**EXERCISE DIRECTIONS**.
Duplicate the data line for line, beginning with its first line and ending with the line that contains "(180, 1047)", with both of those lines included.

**Records**.
● ● ● ● ●
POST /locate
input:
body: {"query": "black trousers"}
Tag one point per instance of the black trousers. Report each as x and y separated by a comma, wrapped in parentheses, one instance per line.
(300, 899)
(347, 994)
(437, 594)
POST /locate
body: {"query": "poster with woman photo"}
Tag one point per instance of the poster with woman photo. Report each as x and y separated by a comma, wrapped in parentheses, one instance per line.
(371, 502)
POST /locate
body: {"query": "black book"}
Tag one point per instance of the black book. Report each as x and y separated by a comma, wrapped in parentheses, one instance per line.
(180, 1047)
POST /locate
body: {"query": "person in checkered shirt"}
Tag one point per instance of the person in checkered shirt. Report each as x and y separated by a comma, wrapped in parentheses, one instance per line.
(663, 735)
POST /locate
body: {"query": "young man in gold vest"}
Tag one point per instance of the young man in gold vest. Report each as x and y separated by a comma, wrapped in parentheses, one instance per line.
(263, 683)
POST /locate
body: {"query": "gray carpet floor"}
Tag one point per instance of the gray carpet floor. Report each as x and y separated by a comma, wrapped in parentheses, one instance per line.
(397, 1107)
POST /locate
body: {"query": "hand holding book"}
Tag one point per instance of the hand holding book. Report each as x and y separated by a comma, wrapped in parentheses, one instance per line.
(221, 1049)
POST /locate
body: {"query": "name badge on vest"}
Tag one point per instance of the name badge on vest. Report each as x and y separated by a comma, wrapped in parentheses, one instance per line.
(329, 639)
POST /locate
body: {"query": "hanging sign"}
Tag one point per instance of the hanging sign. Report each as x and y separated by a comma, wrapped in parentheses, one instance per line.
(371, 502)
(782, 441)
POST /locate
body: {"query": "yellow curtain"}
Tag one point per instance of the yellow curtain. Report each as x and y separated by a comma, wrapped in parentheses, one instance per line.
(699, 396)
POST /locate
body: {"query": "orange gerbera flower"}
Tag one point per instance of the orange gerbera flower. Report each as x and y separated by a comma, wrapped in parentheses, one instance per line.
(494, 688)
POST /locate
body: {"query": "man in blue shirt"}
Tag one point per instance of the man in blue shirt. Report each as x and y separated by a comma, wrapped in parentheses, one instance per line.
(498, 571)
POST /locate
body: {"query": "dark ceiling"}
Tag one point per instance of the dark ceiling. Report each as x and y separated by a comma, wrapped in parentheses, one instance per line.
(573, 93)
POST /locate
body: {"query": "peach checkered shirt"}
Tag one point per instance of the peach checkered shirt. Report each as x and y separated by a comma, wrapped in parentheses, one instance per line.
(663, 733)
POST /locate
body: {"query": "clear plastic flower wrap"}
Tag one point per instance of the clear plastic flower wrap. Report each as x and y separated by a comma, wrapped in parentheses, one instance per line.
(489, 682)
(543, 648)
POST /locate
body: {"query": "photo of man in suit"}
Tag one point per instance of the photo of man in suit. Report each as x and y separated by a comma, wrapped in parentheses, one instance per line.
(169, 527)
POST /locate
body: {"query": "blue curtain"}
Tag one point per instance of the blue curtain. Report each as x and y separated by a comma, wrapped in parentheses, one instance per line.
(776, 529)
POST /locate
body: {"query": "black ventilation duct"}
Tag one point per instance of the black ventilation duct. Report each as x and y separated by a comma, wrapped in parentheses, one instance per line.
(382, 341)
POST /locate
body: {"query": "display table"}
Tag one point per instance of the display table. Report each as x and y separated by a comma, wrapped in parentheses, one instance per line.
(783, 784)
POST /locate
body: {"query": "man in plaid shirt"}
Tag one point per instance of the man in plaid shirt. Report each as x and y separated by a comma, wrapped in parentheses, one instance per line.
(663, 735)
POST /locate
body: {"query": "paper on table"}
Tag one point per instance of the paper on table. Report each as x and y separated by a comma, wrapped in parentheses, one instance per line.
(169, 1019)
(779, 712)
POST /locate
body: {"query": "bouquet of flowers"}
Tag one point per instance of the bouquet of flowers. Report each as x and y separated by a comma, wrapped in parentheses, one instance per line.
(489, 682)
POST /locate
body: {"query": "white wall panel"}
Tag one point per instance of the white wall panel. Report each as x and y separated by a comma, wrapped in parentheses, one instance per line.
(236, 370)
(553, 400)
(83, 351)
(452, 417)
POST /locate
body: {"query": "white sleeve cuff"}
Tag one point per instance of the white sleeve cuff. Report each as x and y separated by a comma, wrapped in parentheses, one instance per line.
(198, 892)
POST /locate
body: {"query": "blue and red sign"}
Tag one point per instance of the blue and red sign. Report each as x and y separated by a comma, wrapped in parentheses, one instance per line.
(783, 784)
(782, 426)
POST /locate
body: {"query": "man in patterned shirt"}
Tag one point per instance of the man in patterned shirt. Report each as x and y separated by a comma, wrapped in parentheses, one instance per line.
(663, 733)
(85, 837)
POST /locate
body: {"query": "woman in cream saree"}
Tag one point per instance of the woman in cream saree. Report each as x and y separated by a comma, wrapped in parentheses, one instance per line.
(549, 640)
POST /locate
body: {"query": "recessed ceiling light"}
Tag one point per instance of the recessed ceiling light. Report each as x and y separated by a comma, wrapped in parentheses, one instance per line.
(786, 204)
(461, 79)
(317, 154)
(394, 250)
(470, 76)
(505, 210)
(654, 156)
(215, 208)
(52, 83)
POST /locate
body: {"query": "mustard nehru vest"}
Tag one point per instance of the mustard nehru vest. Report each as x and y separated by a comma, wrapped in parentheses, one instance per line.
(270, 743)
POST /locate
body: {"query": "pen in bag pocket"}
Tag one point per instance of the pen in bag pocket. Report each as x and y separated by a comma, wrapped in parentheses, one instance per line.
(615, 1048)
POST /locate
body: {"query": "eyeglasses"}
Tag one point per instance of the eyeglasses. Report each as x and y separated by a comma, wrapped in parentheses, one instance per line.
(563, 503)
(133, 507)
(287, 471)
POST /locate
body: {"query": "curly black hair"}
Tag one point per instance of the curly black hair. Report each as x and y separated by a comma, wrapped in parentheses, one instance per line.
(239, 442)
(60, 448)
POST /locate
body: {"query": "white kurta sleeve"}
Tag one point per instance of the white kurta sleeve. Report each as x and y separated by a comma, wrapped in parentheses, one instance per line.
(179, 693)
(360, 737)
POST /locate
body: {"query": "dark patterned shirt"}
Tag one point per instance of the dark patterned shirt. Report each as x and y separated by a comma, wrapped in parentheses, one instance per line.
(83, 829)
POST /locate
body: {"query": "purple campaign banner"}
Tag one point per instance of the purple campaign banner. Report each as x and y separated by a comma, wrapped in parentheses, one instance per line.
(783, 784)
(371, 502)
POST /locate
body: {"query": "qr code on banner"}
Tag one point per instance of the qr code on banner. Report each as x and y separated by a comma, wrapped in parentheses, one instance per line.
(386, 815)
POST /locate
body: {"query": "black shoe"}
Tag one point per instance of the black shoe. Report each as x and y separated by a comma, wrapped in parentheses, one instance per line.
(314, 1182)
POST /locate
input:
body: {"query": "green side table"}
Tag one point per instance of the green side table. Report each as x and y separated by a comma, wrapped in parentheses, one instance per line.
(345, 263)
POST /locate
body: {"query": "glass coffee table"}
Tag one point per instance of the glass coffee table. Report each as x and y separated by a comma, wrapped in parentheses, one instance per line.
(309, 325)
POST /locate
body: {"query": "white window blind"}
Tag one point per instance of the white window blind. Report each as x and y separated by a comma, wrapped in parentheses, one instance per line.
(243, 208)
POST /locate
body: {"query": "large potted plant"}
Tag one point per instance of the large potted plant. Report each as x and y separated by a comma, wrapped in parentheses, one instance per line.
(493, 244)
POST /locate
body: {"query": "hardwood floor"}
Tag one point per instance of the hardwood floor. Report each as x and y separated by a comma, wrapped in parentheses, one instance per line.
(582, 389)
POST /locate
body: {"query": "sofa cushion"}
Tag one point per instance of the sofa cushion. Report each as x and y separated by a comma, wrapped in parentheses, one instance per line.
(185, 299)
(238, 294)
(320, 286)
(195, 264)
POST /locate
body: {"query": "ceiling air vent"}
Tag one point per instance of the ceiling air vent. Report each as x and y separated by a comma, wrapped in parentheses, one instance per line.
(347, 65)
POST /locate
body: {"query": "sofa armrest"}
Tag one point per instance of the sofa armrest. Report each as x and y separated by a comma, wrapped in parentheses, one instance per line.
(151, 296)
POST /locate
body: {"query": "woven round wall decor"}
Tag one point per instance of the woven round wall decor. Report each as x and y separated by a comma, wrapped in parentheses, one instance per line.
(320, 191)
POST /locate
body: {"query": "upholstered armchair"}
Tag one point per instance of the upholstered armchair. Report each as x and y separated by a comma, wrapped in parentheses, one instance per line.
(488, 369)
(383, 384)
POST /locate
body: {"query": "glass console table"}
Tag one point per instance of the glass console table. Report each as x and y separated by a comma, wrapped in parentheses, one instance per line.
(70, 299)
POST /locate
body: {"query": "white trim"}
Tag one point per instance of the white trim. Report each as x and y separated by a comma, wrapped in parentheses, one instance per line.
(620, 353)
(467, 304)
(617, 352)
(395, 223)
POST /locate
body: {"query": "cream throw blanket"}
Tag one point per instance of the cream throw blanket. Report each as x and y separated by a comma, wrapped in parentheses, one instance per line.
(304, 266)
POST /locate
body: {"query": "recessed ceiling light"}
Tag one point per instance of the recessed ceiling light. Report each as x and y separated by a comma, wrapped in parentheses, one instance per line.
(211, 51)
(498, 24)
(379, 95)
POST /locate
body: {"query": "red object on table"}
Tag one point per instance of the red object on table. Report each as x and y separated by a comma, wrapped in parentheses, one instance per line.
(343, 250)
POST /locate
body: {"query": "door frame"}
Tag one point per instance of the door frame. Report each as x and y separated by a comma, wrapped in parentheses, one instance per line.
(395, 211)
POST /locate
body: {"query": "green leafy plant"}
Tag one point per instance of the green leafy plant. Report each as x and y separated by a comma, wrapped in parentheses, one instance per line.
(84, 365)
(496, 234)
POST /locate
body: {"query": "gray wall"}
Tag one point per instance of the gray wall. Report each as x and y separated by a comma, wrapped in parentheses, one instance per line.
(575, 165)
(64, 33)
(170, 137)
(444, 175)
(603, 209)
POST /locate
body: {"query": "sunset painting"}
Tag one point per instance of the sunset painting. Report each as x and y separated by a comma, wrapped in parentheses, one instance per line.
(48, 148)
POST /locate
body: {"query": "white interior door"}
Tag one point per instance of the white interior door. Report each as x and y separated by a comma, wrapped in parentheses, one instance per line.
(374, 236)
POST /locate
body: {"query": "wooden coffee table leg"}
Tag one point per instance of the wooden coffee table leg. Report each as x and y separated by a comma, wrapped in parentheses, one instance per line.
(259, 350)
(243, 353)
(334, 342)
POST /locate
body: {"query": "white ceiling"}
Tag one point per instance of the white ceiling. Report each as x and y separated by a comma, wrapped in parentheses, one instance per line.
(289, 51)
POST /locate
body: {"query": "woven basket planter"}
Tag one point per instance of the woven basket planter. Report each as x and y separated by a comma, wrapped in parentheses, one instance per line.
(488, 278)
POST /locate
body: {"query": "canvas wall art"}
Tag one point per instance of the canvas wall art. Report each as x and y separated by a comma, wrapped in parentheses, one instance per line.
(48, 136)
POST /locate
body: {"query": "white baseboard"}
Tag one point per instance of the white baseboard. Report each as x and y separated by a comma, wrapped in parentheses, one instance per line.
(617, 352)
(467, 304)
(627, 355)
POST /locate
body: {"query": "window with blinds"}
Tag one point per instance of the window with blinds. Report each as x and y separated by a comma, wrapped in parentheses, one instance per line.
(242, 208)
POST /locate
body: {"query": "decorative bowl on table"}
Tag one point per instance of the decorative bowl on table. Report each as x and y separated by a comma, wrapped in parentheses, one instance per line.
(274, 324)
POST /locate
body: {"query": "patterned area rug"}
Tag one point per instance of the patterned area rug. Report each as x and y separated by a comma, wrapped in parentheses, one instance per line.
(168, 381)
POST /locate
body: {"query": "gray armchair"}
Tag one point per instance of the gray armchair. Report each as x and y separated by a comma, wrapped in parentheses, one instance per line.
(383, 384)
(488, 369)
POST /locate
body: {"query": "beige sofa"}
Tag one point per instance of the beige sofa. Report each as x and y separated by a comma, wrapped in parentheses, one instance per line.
● ● ● ● ●
**WRITTEN ANSWER**.
POST /locate
input:
body: {"query": "black trousers"}
Tag one point per instance of the black trousers. Report each as x and y separated by a comma, wrapped in parentheses, one instance per line.
(300, 899)
(347, 994)
(437, 594)
POST /locate
body: {"query": "poster with woman photo"}
Tag one point per instance of the poster with woman photo. Report each as x and y separated by a comma, wrapped in parentheses, one instance per line.
(371, 502)
POST /locate
body: {"query": "black book"}
Tag one point per instance of the black book. Report each as x and y separated by a comma, wrapped in parentheses, one instance per line.
(180, 1047)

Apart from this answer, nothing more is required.